-- The request --
Can you transcribe every record below exactly as it appears?

###

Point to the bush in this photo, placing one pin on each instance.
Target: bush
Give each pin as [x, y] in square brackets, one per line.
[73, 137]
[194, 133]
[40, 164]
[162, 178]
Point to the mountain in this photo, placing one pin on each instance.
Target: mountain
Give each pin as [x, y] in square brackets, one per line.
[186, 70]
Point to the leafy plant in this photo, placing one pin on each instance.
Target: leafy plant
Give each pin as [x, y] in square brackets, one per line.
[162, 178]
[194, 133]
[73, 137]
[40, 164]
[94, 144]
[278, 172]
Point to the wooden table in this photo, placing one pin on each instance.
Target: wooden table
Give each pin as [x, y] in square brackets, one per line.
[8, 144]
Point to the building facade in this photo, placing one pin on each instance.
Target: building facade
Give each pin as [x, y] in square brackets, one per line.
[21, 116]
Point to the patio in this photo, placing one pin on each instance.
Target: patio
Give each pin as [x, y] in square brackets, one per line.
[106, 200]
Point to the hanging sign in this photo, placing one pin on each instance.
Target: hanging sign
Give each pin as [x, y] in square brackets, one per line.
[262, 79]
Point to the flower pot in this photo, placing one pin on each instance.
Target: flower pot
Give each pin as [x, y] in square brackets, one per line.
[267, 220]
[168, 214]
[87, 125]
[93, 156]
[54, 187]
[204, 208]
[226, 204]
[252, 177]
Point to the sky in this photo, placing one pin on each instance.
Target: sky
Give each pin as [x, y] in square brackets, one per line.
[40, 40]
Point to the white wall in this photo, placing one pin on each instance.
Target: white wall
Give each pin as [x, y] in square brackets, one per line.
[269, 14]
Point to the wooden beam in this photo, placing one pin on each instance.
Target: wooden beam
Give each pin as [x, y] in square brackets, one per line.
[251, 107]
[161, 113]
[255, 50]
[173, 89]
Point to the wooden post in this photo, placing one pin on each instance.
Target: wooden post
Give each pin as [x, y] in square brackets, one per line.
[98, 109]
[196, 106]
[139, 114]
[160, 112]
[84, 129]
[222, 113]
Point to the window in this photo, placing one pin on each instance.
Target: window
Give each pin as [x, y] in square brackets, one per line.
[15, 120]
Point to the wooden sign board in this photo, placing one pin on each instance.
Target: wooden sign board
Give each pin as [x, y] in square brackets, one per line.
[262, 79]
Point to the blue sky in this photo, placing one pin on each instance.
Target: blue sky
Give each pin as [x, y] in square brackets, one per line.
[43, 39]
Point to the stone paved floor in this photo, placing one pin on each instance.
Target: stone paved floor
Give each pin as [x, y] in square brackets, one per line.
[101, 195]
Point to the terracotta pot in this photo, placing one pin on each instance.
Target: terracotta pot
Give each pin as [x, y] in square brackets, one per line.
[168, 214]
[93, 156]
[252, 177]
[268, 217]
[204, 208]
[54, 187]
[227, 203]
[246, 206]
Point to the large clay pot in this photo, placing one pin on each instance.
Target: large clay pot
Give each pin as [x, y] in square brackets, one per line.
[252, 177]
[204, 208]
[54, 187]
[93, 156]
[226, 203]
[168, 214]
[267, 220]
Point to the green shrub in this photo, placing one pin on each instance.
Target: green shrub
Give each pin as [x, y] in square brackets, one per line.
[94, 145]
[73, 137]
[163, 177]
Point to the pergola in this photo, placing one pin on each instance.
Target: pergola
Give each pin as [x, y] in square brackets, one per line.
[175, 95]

###

-- Complete response --
Point to the bush in this photo, placing one pin on each instance.
Target: bush
Give each pin as [x, y] in square brackets, one per line.
[73, 137]
[194, 133]
[40, 164]
[162, 178]
Point to the mountain in this photo, placing one pin on each instance.
Target: mountain
Give each pin as [x, y] in square brackets, one per line.
[186, 70]
Point to the leafy plant in this photo, placing one pin on each instance.
Target: leafy plant
Give each pin as [x, y] in square brackets, one per line.
[162, 178]
[194, 133]
[73, 137]
[40, 164]
[94, 144]
[278, 172]
Point to the wooden table in this photo, placing one pin on each instance.
Target: wooden table
Give each pin as [x, y] in square brackets, one per line.
[8, 144]
Point to the building facade in this photo, placing one pin on each instance.
Target: building facade
Give each pin as [x, y] in square brackets, one per line.
[21, 116]
Point to the patio in this photo, placing one pin on each instance.
Target: patio
Give each pin as [x, y] in square brackets, one per line.
[106, 200]
Point to the hanging sign in this photo, placing one pin on each instance.
Target: hanging sign
Give each pin as [x, y] in square brackets, one per line.
[262, 79]
Point to the flower pot in this photo, placing one pin on each instance.
Target: flower pot
Give each pin as [x, y] in square brackets, one per line.
[267, 220]
[168, 214]
[87, 125]
[93, 156]
[54, 187]
[204, 208]
[226, 204]
[252, 177]
Point to the sky in this photo, placing one pin on each instance.
Target: sky
Give each pin as [x, y] in square brackets, one per line.
[40, 40]
Point to the white wall in this photo, placing one pin on each instance.
Target: white wall
Give each pin as [x, y] in square brackets, one per line.
[269, 14]
Point to the wooden beam in this photo, placing one pin on each instance.
Target: wooden beam
Give each pin as [x, y] in square brackets, one per line.
[251, 107]
[161, 113]
[255, 50]
[173, 89]
Point to the wooden post in this photo, placing one pin on each instance.
Target: wooden post
Give each pin as [x, y] in square brackets, one per line.
[98, 109]
[196, 106]
[139, 114]
[160, 112]
[84, 129]
[222, 113]
Point to the window in this photo, placing one pin on each instance.
Target: window
Give each pin as [x, y] in square brackets, one per line.
[15, 120]
Point to the wooden sign board in this photo, placing one pin on each instance.
Target: wooden sign board
Give each pin as [x, y] in square brackets, one per line.
[262, 79]
Point to the blue sky in this photo, placing one pin on each instance.
Target: blue sky
Give each pin as [x, y] in square brackets, one per line.
[43, 39]
Point to the stone paved floor in this photo, placing one pin on each instance.
Target: stone paved floor
Give each pin as [x, y] in square brackets, one per line.
[101, 195]
Point to the terracotta pot in this photo, placing one pin on each instance.
Target: terracotta pot
Give each pin as [x, y] in square brackets, one per line.
[168, 214]
[93, 156]
[252, 177]
[268, 217]
[204, 208]
[54, 187]
[227, 203]
[246, 206]
Point to the large clay pot in this photo, placing one pin on each instance.
Target: large clay pot
Give each pin as [x, y] in square brackets, one per line.
[252, 177]
[204, 208]
[54, 187]
[93, 156]
[226, 203]
[168, 214]
[267, 220]
Point to the green shrub in this photo, placing one pin on each instance.
Target: green shrub
Give each pin as [x, y] in square brackets, one per line.
[94, 145]
[73, 137]
[163, 177]
Point to the pergola in this photo, placing one pin on each instance.
Target: pergola
Give each pin as [x, y] in square brackets, one per line.
[175, 95]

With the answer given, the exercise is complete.